Work instructions
Restate exactly the lines below, from the one containing "of the golden" through the final line, and leave out the pictures.

Given data
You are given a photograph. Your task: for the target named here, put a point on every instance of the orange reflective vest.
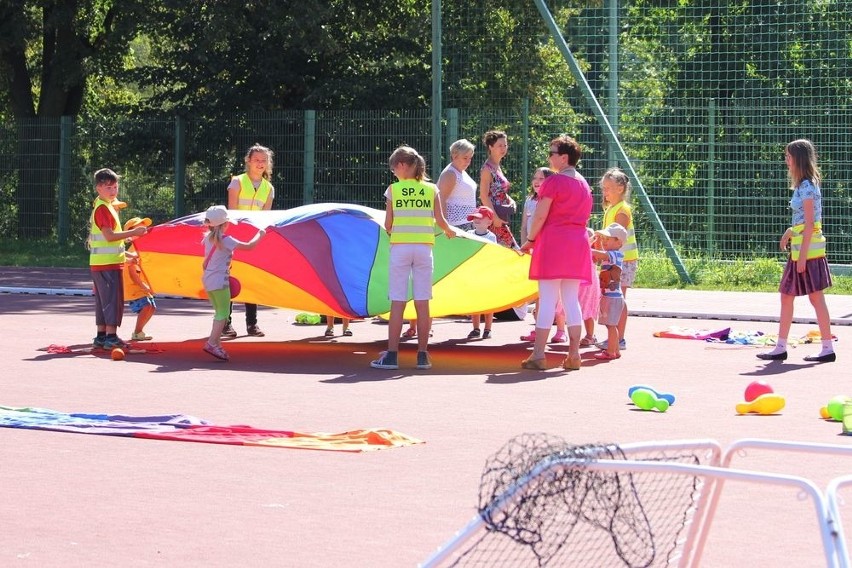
(101, 251)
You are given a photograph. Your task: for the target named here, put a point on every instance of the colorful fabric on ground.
(677, 332)
(332, 259)
(184, 428)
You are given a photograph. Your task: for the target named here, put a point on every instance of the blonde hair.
(461, 147)
(617, 176)
(803, 153)
(267, 173)
(546, 172)
(408, 155)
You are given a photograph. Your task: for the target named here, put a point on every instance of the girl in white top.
(218, 252)
(458, 190)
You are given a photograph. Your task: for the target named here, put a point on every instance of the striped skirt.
(816, 277)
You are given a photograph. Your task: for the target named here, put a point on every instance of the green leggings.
(221, 301)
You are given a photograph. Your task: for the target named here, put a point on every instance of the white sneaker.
(622, 344)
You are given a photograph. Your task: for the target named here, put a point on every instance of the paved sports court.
(87, 500)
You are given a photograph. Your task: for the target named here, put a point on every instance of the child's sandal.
(588, 340)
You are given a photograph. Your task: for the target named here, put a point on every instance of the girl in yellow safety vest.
(251, 191)
(615, 186)
(806, 272)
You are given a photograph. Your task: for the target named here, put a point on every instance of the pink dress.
(590, 294)
(561, 248)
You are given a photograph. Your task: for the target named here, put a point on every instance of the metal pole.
(310, 158)
(436, 89)
(647, 206)
(65, 126)
(612, 94)
(711, 175)
(180, 166)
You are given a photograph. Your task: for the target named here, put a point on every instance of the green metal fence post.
(437, 103)
(525, 150)
(180, 166)
(310, 157)
(66, 124)
(592, 101)
(612, 90)
(452, 126)
(711, 175)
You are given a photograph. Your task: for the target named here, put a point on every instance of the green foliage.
(47, 253)
(744, 275)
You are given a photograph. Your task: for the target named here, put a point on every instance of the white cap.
(216, 215)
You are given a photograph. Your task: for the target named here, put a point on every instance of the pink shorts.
(410, 264)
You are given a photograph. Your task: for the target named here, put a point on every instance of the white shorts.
(610, 310)
(410, 264)
(628, 273)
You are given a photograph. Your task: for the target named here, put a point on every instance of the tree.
(48, 50)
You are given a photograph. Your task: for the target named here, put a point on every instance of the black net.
(543, 506)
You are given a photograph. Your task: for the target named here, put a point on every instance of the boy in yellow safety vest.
(106, 260)
(413, 210)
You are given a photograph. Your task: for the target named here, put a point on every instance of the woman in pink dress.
(560, 250)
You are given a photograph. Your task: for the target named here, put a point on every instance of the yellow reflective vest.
(817, 246)
(630, 248)
(101, 251)
(413, 212)
(249, 198)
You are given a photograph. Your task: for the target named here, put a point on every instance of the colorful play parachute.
(333, 259)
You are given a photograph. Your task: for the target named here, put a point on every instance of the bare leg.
(786, 319)
(216, 333)
(143, 318)
(823, 319)
(612, 339)
(424, 322)
(540, 342)
(560, 321)
(395, 325)
(622, 321)
(589, 324)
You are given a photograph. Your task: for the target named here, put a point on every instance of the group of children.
(118, 275)
(614, 250)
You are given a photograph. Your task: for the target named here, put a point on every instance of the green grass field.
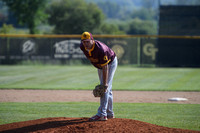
(85, 78)
(185, 116)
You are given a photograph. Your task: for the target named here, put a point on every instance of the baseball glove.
(99, 90)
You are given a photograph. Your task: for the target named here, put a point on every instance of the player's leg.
(106, 101)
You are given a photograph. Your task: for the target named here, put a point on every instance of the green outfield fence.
(139, 50)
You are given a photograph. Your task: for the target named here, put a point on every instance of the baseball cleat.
(110, 117)
(98, 118)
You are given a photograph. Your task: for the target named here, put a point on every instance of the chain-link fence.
(134, 50)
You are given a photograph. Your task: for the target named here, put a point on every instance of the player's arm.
(105, 75)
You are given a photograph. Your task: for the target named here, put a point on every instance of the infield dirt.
(77, 125)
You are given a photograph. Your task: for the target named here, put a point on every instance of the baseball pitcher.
(105, 60)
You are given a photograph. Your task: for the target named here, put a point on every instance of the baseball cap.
(86, 36)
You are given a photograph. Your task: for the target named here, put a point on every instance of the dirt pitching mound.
(76, 125)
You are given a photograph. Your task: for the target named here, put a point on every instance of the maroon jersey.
(99, 55)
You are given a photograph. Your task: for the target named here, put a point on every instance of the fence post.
(139, 51)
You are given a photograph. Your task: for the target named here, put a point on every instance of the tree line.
(76, 16)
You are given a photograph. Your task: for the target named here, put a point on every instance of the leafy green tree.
(74, 16)
(28, 12)
(138, 26)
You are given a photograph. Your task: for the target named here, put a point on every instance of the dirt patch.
(77, 125)
(81, 95)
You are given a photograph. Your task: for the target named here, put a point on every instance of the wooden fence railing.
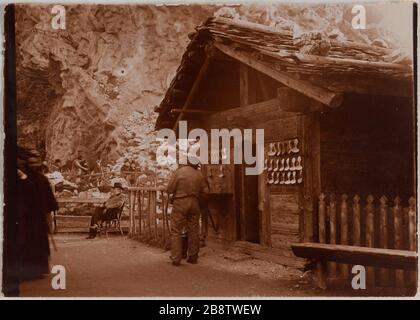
(149, 217)
(375, 223)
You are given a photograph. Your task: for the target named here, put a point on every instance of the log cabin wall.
(367, 147)
(284, 213)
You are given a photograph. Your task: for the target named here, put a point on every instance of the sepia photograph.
(257, 150)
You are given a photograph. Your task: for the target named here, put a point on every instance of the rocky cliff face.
(91, 88)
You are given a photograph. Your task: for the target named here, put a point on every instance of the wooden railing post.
(131, 204)
(332, 214)
(344, 268)
(322, 265)
(383, 237)
(397, 219)
(154, 214)
(412, 234)
(356, 221)
(140, 210)
(370, 236)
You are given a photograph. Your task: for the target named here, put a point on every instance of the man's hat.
(118, 185)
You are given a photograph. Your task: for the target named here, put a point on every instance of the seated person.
(116, 200)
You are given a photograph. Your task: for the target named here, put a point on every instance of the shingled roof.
(328, 64)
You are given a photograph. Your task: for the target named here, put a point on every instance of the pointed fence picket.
(375, 223)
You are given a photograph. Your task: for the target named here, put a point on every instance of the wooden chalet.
(339, 124)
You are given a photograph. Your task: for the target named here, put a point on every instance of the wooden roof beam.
(327, 97)
(193, 91)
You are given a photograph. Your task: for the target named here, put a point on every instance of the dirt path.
(126, 268)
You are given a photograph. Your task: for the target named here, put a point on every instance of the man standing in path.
(186, 186)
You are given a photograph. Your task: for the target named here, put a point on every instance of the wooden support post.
(332, 214)
(356, 221)
(140, 211)
(243, 85)
(322, 265)
(370, 237)
(153, 209)
(383, 237)
(412, 223)
(344, 268)
(131, 208)
(149, 218)
(163, 217)
(397, 219)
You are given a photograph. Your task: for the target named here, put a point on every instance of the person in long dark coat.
(36, 200)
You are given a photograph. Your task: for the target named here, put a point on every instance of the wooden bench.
(380, 236)
(355, 255)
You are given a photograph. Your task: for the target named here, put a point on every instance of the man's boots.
(92, 232)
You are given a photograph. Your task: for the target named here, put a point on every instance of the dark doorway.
(250, 225)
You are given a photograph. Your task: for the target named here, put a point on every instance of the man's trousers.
(185, 214)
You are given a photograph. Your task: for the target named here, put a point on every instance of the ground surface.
(122, 267)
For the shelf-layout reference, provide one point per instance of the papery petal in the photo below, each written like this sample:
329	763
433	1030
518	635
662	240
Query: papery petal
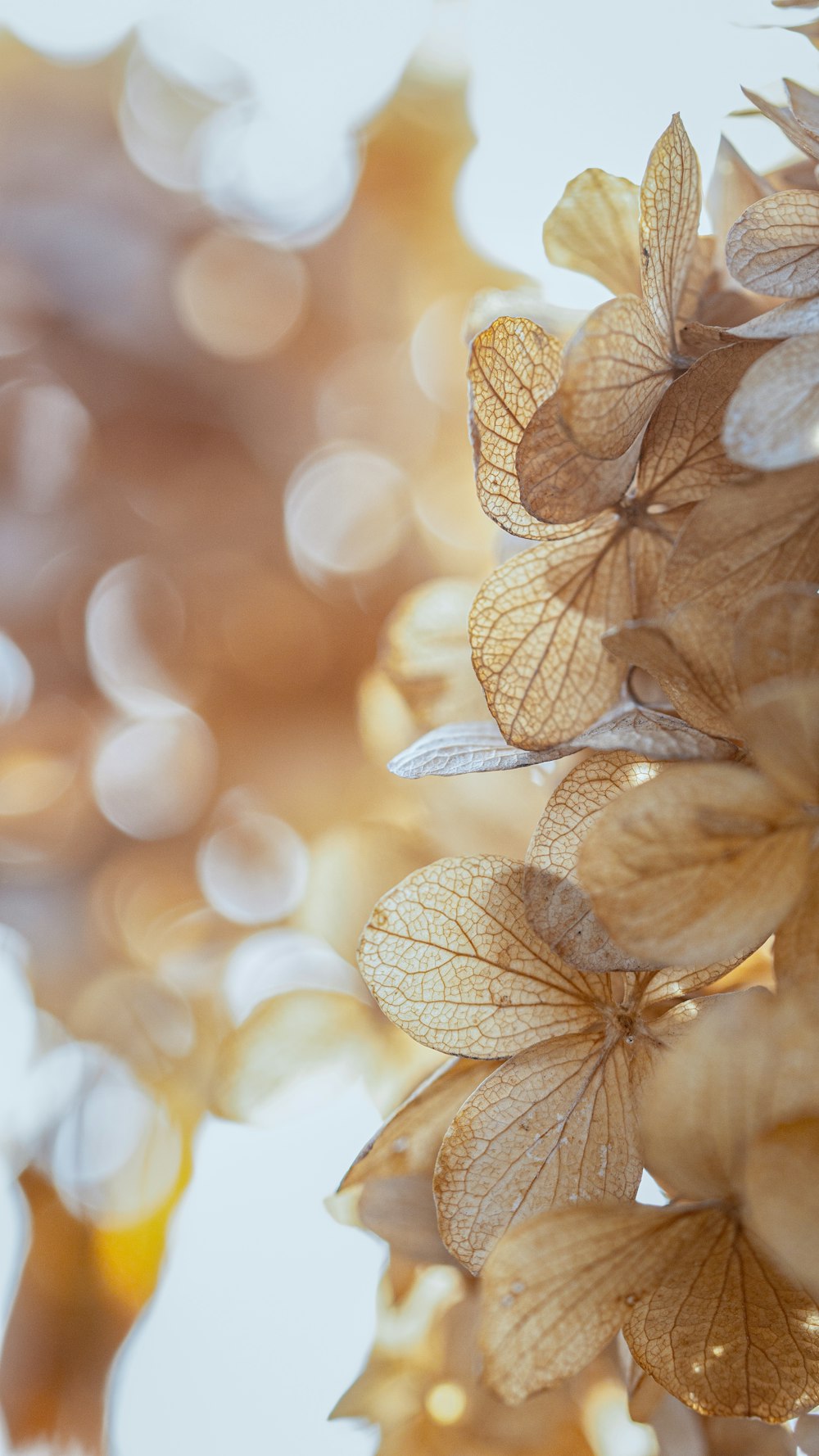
557	482
781	1196
699	866
555	1124
744	539
726	1330
771	421
594	230
615	372
557	906
450	958
682	456
514	367
774	246
669	217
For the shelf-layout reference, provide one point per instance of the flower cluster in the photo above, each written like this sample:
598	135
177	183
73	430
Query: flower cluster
659	631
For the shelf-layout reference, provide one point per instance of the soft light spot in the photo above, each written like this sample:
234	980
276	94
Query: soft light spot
446	1403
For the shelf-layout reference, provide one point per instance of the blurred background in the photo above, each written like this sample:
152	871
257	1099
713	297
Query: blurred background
242	248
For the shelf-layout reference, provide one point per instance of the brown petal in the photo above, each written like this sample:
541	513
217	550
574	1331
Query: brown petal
389	1187
514	367
615	373
553	1126
744	539
594	229
560	484
774	246
777	635
732	188
536	626
771	419
796	943
535	634
790	319
559	1286
682	456
699	866
781	1196
557	906
780	724
785	121
450	958
669	217
726	1330
742	1068
690	655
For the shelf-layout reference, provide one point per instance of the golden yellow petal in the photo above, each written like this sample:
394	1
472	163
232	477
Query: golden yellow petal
771	419
690	655
699	866
780	724
594	230
781	1196
796	943
682	456
557	906
559	1287
726	1330
774	246
732	188
615	372
560	484
746	1063
669	216
746	537
450	958
514	367
553	1126
785	322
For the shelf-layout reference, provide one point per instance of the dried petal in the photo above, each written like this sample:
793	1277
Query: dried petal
744	539
594	229
560	484
555	1124
450	958
682	456
690	655
781	1196
615	373
669	217
389	1187
726	1330
771	419
732	188
774	246
557	906
785	322
536	626
785	121
559	1287
780	724
514	367
697	866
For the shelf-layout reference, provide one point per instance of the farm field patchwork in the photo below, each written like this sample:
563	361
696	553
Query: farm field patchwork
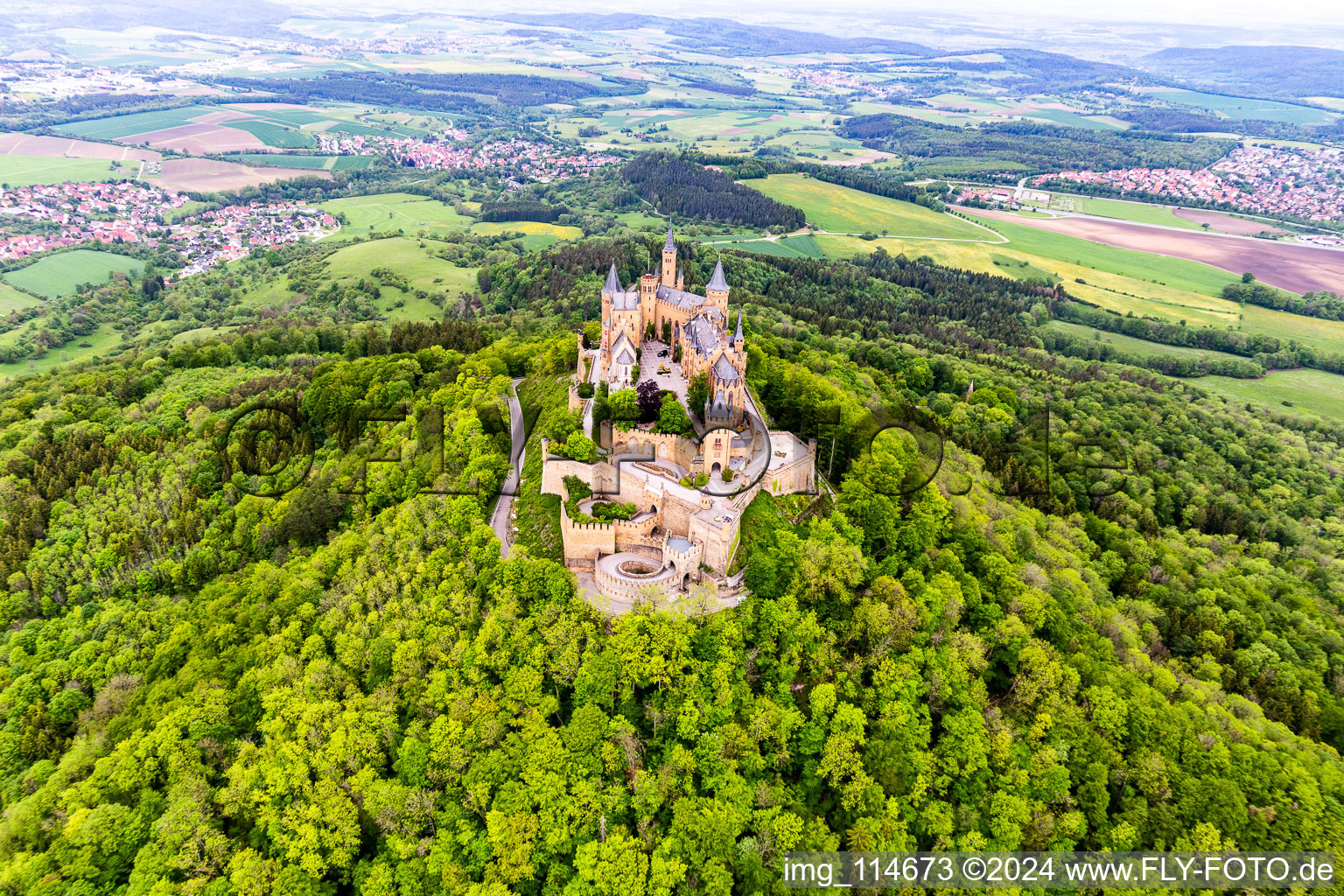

Result below
For the shelf-layout reference, provide one point per instance of the golden yellow petal in the photo above, each written like this sample:
394	1
472	163
232	477
Query: golden yellow petal
771	419
690	655
699	866
780	724
594	230
781	1196
796	943
682	456
557	906
559	1287
726	1330
774	246
732	188
615	372
560	484
746	1063
669	216
746	537
450	958
514	367
553	1126
785	322
For the shelf-layout reference, provide one point per instance of the dried petal in the photo above, each written like this sample:
793	1277
Query: dried petal
744	539
594	229
560	484
555	1124
450	958
682	456
690	655
781	1196
615	373
669	217
389	1187
726	1330
771	419
732	188
774	246
557	906
785	322
536	626
785	121
559	1287
780	724
514	367
697	866
For the shelf-layout reference, provide one point per instance of the farm field patchwork in the photo below, each written like this sample:
563	361
696	553
Query: farm field patchwork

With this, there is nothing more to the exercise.